Благодарю также и моих наставников в Оксфорде – Джудит Паллот и Дэвида Матлесса, которые учили меня смотреть на ландшафт. И, уже позже, во время моего пребывания в Архитектурной школе Бартлетта в Университетском колледже Лондона, – Адриана Форти, Иэна Бордена, Мюррея Фрезера, Джо Керра и Джейн Ренделл, которые учили меня смотреть на вещи, которые мы возводим среди этого ландшафта.
Эта книга никогда не вышла бы в свет и без всех тех, кто учил меня писать и предоставил мне возможность заниматься этим. Я благодарю покойного историка архитектуры Джайлса Уорсли за его щедрость и открытость, за его аккуратность в мыслях и на письме. Он устроил меня на мою первую работу после окончания университета и, будучи сам знатоком классической архитектуры, разрешил мне писать о Даниэле Либескинде и деконструктивизме в стенах заведения не слишком широких взглядов (Института архитектуры принца Уэльского). Я признателен также Кэролайн Ру и Кэт Вайнер из «Гардиана», Саре Вайн, Алексу О’Конеллу, Тиму Теману и Нэнси Дюран из «Таймс», где я был архитектурным критиком; все они в неспокойную для журналистики пору любезно выделяли несколько дюймов в колонке, чтобы я мог написать о постройках. Костяк этой книги по большей части сложился из того, что я когда-то для них написал.
Я должен принести слова благодарности таким прекрасным редакторам, режиссерам и уполномоченным Четвертого канала «Би-би-си» и многих, многих других теле- и радиокомпаний, как Алан Холл, Табита Джонсон, Майк Кристи, Эдди Морган, Джанет Ли, Бэзил Камли, Том Гарланд, и многим другим режиссерам, редакторам, операторам, звукооператорам и журналистам. Профессия писателя, историка и критика может необычайно способствовать самоизоляции человека, полностью поглощенного над клавиатурой своими мыслями. Эти же люди фонтанировали идеями, реализуя теле- и радиопередачи, которые доставляли удовольствие. Многое из того, над чем мы все здесь работали, также легло в основу настоящей книги.
Благодарю всех, кто согласился дать мне интервью – от застройщиков и архитекторов до вдохновенных отщепенцев вроде Брайана Энсона и Джона Туми. Они щедро делились своим временем, взглядами и переживаниями. Встречи со многими из них поистине изменили мою жизнь. Сердечно благодарю моих агентов из «Джанклоу и Несбит» Тима Глистера и Уил Фрэнсис за их предложение написать эту книгу, моим редакторам в издательстве «Пенгвин-Рэндом хаус» Найджел Уилкоксон и Нику Хэмпфри, редактору Линдси Дэвис, корректору Элис Бретт и младшему редактору Мариан Эрд за их терпение и аккуратность.

Данные с указывающими выражениями по фотографиям

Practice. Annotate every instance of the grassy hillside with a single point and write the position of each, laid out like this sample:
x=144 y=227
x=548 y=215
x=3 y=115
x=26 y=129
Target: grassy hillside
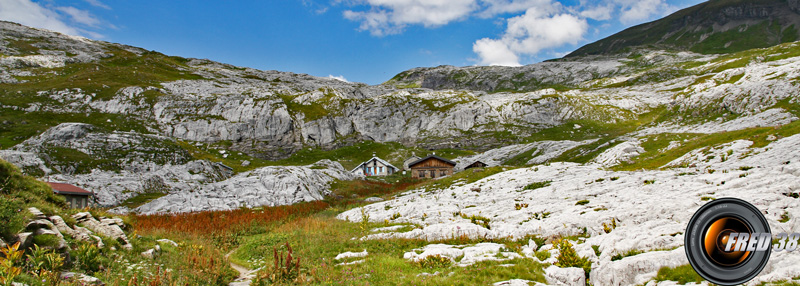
x=762 y=23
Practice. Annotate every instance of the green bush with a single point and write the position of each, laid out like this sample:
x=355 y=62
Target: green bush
x=537 y=185
x=683 y=274
x=88 y=258
x=50 y=241
x=12 y=216
x=567 y=257
x=434 y=261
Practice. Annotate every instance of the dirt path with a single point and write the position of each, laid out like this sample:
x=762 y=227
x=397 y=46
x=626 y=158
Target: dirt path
x=245 y=274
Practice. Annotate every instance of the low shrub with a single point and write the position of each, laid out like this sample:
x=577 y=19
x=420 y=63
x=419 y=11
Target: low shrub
x=434 y=261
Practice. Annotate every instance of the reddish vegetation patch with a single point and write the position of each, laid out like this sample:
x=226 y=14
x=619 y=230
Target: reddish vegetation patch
x=220 y=222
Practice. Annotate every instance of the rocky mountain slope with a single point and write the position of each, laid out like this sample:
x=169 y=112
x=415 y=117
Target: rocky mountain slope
x=629 y=224
x=712 y=27
x=127 y=123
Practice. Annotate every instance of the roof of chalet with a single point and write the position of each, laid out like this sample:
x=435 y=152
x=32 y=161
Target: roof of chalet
x=432 y=156
x=379 y=160
x=67 y=189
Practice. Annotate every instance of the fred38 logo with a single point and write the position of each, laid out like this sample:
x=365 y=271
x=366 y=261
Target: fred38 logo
x=728 y=241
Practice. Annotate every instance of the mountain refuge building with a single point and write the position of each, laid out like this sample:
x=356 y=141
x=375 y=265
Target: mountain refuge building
x=375 y=167
x=431 y=167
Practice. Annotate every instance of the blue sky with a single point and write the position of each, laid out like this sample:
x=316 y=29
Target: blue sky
x=358 y=40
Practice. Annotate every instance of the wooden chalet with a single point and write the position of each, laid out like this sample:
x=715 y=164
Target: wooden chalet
x=431 y=167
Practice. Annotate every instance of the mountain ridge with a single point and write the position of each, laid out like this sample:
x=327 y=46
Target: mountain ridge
x=716 y=26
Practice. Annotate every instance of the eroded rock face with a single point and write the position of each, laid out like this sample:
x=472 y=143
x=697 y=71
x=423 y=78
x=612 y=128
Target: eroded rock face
x=636 y=269
x=267 y=186
x=571 y=276
x=619 y=211
x=110 y=228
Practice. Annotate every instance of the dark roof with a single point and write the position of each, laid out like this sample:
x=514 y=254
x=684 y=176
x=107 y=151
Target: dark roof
x=432 y=156
x=67 y=189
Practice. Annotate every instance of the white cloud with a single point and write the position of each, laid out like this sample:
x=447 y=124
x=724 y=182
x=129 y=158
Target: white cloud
x=633 y=11
x=495 y=7
x=33 y=14
x=387 y=17
x=80 y=16
x=599 y=12
x=339 y=78
x=495 y=53
x=98 y=4
x=530 y=33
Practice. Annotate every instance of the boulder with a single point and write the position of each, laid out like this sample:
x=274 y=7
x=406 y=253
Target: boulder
x=167 y=241
x=43 y=224
x=37 y=214
x=108 y=227
x=565 y=276
x=82 y=234
x=61 y=245
x=62 y=226
x=25 y=239
x=636 y=269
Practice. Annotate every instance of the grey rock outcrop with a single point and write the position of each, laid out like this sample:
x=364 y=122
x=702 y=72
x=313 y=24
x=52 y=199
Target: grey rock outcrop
x=636 y=269
x=267 y=186
x=571 y=276
x=107 y=227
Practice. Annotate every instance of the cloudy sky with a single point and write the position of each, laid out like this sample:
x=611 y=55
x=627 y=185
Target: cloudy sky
x=358 y=40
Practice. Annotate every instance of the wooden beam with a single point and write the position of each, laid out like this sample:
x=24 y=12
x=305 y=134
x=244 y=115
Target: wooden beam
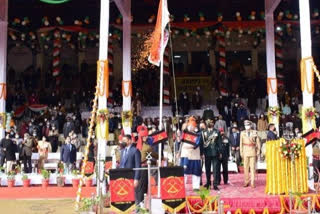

- [На основе материала]
1: Изложите содержание текста с благодарностями автора в двух предложениях.
2: Подхватите текст с благодарностями автора и продолжите его сразу после последнего приведенного предложения.

- [Ответы к заданиям]
1: Автор благодарит наставников из Оксфорда и Архитектурной школы Бартлетта, научивших его смотреть на ландшафт и на возводимые в нем постройки, а также тех, кто учил его писать, в том числе историка архитектуры Джайлса Уорсли и редакторов «Гардиана» и «Таймс». Он также выражает признательность сотрудникам теле- и радиокомпаний, всем, кто дал ему интервью, своим агентам из «Джанклоу и Несбит» и редакторам издательства «Пенгвин-Рэндом хаус».

2:
Я признателен моим родным, которые мужественно терпели, пока я болтал о градостроительстве и архитектуре с тех самых пор, когда был еще ребенком. Мои родители не дожили до того, чтобы прочитать эту книгу, но, конечно же, я обязан им всем. Именно их любовь к обучению и наши семейные однодневные путешествия по еще неизвестным местам развивали во мне интерес к ландшафтам и архитектуре. Вооруженный путеводителем, я мог заранее бронировать эти поездки через агентство «Том турс», чтобы втайне посетить средневековый десятинный амбар или потрясающий кнехт. Надеюсь, мои сестры простят меня за такое поведение. В нашей семье не было никого, кто разделял бы мои экстравагантные увлечения. Спасибо же за то, что вы им потакали.
Наконец, я благодарю жену, которая неизменно воодушевляет и поддерживает меня, и наших детей, которые родились, когда я работал над этой книгой, и которых я мечтаю таскать в наши будущие поездки с агентством «Том турс» по городам и весям, втайне показывая им средневековые десятинные амбары и потрясающие кнехты.
P. S. Спасибо и тебе, Королевский фестивальный зал. Ты – один из последних уголков в Лондоне, где можно делать почти всё (например, писать эту книгу) без того, чтобы покупать кофе или подкупать охранника.